> _AVAILABLE RECORDS_
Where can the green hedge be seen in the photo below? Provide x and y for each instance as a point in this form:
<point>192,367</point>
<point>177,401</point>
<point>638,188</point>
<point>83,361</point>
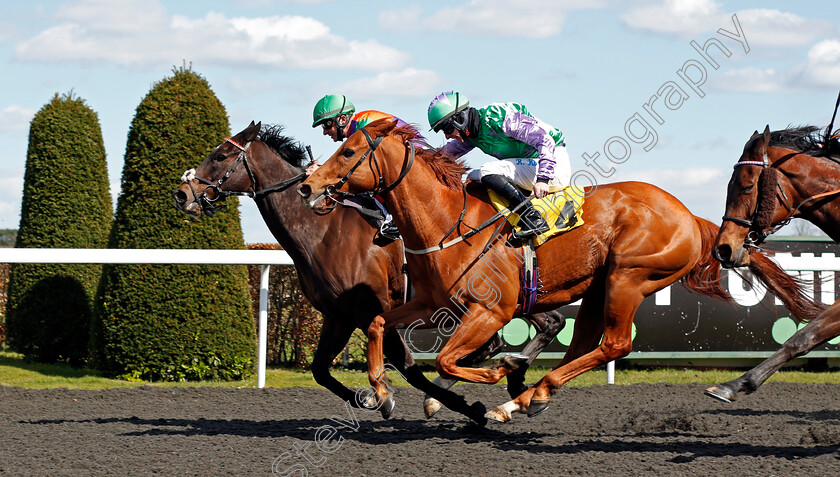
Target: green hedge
<point>66,203</point>
<point>173,322</point>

> _GOAL_
Copy out every line of the records above, requests included, but leave out the pictures. Scale each x and y coordinate in the answers by 0.5 and round to whole numbers, rounding halves up, while the numbers in the requests and their sample points stay unchanged.

> _ANSWER TO THE EXERCISE_
Where can the green hedge be seen in the photo below? Provide x and y for each instance as a point in this form:
<point>192,367</point>
<point>177,401</point>
<point>638,188</point>
<point>83,361</point>
Target: green hedge
<point>33,102</point>
<point>87,161</point>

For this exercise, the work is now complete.